[WORK ORDER]
Before copying, find the line below that contains "Objective — one point per instance of the white baseboard"; then return it and all later lines exactly, up to and including the final line, with no pictures.

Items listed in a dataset
──────────

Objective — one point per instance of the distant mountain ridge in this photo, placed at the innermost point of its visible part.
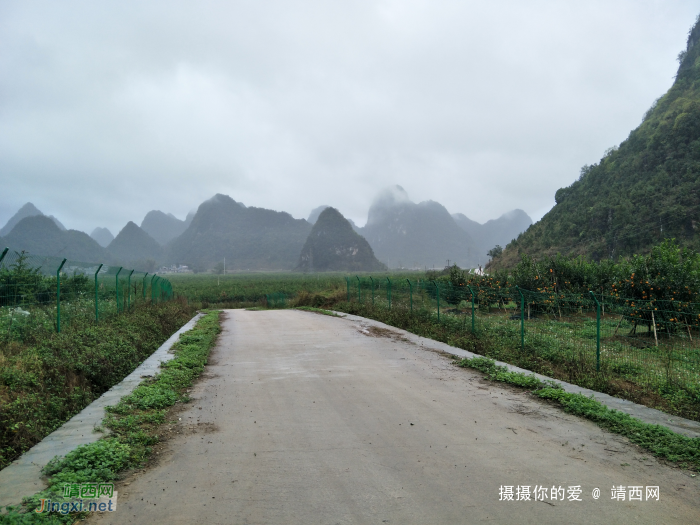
(28, 210)
(134, 247)
(333, 245)
(103, 236)
(398, 232)
(248, 237)
(164, 227)
(39, 235)
(499, 231)
(403, 233)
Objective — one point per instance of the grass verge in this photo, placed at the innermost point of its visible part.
(133, 423)
(657, 439)
(317, 310)
(501, 341)
(44, 384)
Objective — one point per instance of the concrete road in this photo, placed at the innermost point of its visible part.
(302, 418)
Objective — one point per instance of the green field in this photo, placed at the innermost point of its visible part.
(244, 289)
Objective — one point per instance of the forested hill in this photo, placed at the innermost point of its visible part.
(644, 191)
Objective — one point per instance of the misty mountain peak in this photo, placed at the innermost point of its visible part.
(103, 236)
(28, 210)
(333, 245)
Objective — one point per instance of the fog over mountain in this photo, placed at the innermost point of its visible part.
(405, 234)
(333, 245)
(398, 232)
(103, 236)
(248, 237)
(135, 248)
(39, 235)
(164, 227)
(496, 231)
(111, 110)
(28, 210)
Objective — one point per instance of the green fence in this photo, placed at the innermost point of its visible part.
(49, 293)
(276, 300)
(649, 343)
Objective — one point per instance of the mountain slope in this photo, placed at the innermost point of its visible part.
(333, 245)
(163, 227)
(249, 238)
(103, 236)
(496, 231)
(28, 210)
(644, 191)
(39, 235)
(134, 247)
(408, 234)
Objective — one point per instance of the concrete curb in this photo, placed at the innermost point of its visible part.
(677, 424)
(23, 478)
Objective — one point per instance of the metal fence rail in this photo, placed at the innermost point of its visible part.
(49, 293)
(647, 342)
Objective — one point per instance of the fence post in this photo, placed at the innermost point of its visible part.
(116, 279)
(410, 291)
(128, 289)
(97, 301)
(58, 297)
(597, 334)
(522, 319)
(152, 292)
(437, 294)
(388, 291)
(472, 292)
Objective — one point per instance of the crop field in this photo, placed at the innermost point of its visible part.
(612, 353)
(243, 289)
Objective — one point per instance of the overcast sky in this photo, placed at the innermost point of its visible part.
(111, 109)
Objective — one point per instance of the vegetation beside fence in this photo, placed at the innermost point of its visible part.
(134, 423)
(45, 383)
(646, 351)
(39, 295)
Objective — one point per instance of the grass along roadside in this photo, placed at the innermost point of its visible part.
(657, 439)
(133, 423)
(317, 310)
(45, 383)
(499, 339)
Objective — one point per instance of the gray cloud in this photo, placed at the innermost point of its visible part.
(109, 111)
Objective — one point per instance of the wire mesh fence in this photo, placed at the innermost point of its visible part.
(276, 300)
(40, 293)
(650, 343)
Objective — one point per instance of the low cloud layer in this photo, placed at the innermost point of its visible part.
(109, 111)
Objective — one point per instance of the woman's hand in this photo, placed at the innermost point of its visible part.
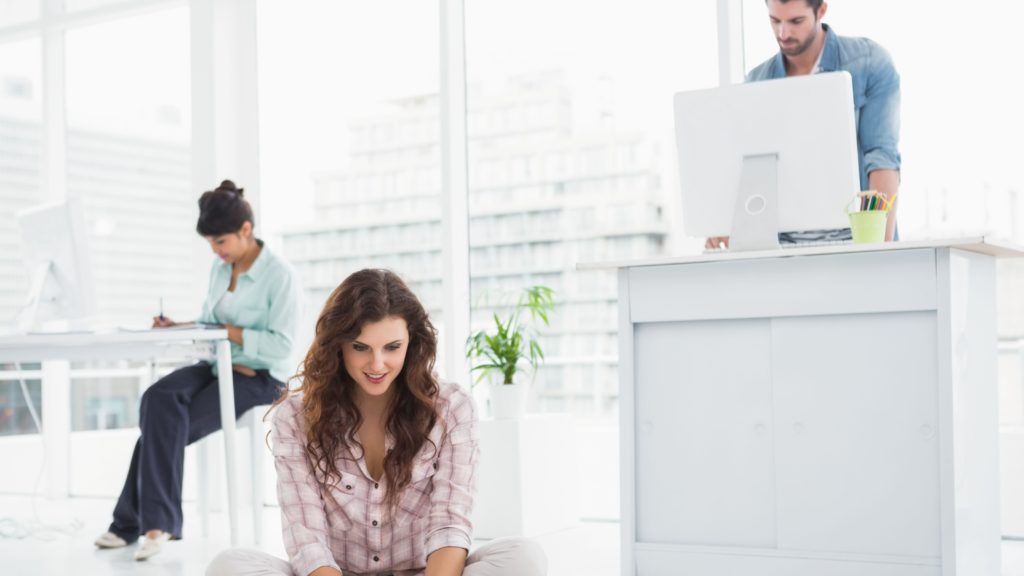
(233, 334)
(241, 369)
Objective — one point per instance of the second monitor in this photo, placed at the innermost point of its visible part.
(767, 157)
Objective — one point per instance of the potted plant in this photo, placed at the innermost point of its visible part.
(511, 342)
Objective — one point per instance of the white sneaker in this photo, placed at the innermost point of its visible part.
(110, 540)
(150, 546)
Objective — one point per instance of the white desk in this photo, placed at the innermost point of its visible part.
(56, 348)
(812, 411)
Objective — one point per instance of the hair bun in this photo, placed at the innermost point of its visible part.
(228, 186)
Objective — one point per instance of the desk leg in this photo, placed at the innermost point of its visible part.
(226, 388)
(56, 426)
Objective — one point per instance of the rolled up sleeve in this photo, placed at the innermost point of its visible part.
(455, 482)
(273, 342)
(303, 516)
(878, 132)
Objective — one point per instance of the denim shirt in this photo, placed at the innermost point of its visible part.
(876, 95)
(265, 305)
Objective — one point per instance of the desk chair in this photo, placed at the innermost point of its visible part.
(253, 420)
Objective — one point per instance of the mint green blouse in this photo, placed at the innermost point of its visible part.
(264, 304)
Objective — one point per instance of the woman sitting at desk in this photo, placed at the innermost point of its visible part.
(254, 296)
(376, 456)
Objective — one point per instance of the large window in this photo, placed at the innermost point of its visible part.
(129, 161)
(20, 165)
(20, 161)
(570, 160)
(349, 155)
(17, 11)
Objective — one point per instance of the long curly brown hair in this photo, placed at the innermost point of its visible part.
(328, 403)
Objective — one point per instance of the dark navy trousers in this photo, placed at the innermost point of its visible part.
(176, 411)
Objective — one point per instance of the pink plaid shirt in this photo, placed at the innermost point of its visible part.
(348, 528)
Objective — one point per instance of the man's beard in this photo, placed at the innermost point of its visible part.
(796, 50)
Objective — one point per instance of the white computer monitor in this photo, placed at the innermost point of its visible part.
(766, 157)
(55, 247)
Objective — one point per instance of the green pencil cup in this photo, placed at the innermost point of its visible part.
(868, 227)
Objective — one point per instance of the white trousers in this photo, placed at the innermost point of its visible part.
(504, 557)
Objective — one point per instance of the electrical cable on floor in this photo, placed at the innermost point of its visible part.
(11, 528)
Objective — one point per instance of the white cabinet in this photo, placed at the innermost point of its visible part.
(824, 411)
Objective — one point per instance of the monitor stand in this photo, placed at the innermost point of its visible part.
(755, 220)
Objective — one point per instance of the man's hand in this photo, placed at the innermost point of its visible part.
(717, 242)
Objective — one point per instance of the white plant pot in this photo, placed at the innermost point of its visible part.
(508, 402)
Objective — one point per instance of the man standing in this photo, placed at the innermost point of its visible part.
(808, 46)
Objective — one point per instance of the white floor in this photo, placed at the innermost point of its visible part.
(66, 546)
(61, 543)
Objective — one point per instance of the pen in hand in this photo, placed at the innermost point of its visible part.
(162, 321)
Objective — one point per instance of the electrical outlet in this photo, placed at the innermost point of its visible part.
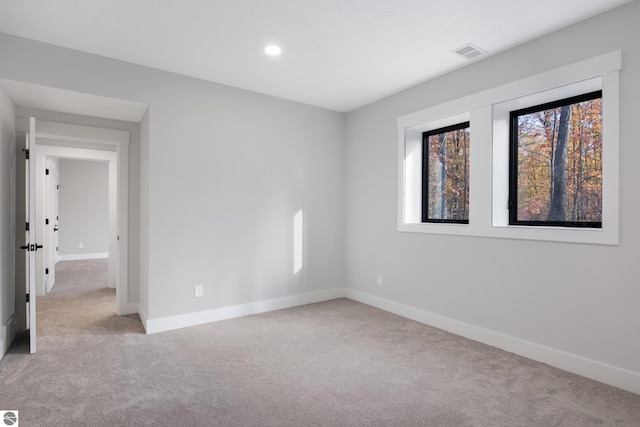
(199, 291)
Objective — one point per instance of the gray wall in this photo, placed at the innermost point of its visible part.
(7, 215)
(225, 172)
(580, 299)
(83, 207)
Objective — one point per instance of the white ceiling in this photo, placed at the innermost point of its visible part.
(337, 54)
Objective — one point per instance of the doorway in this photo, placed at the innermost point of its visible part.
(53, 142)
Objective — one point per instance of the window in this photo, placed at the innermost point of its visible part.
(445, 174)
(555, 161)
(591, 181)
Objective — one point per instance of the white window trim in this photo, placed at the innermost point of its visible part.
(489, 164)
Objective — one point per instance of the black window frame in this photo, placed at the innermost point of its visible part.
(425, 173)
(513, 162)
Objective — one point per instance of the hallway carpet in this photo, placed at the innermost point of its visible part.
(336, 363)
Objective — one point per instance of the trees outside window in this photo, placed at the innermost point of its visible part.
(556, 163)
(445, 174)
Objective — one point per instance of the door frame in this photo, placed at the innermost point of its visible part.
(67, 141)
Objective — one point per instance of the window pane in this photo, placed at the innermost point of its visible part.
(446, 174)
(559, 163)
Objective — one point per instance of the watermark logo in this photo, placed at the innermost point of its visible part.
(9, 418)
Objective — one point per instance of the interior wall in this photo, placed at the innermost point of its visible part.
(7, 219)
(575, 299)
(83, 207)
(227, 172)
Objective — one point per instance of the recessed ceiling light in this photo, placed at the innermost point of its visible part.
(272, 50)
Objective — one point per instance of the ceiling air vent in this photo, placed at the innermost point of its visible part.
(469, 51)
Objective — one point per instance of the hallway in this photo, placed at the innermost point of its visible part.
(80, 303)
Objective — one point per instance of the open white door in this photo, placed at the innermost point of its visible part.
(51, 223)
(31, 245)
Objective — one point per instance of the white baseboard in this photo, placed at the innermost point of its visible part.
(7, 334)
(76, 257)
(592, 369)
(143, 318)
(191, 319)
(132, 308)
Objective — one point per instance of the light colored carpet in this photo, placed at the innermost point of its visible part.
(337, 363)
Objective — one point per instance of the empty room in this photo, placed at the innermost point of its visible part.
(319, 213)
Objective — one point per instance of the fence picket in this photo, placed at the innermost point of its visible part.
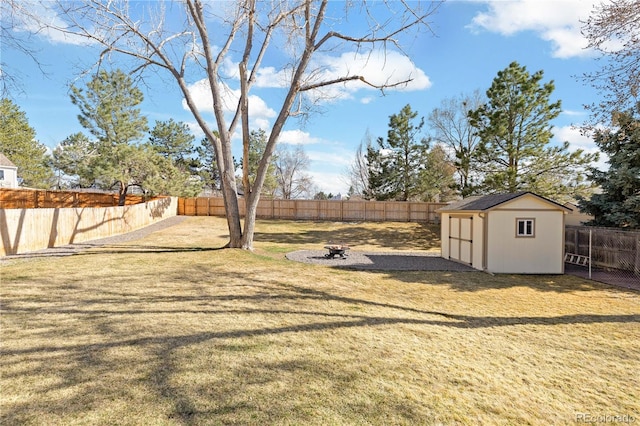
(338, 210)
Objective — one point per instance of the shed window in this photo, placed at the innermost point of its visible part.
(525, 227)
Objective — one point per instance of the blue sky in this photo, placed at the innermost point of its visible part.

──────────

[TASK SOLUTION]
Objective — one point per instance of the white baseboard in this photo, placed at the innermost point of its visible part.
(7, 334)
(76, 257)
(592, 369)
(143, 318)
(191, 319)
(132, 308)
Objective — one point per instance of the light colored carpet in this photo, placed at the innermost point of its visible part.
(337, 363)
Objective — one point per instance of the empty room in this photo, placed at the innermost point of its visible part.
(319, 213)
Objective — one point per instance of the fence picket in this photo, placed at the innermost point of its visible part.
(338, 210)
Objective — one point per instance of the shed window in this photo, placed at the innermost point of its visible part.
(525, 227)
Objective — one point per instance of the blue sky in this photo, placed at the innermost point of its visible part.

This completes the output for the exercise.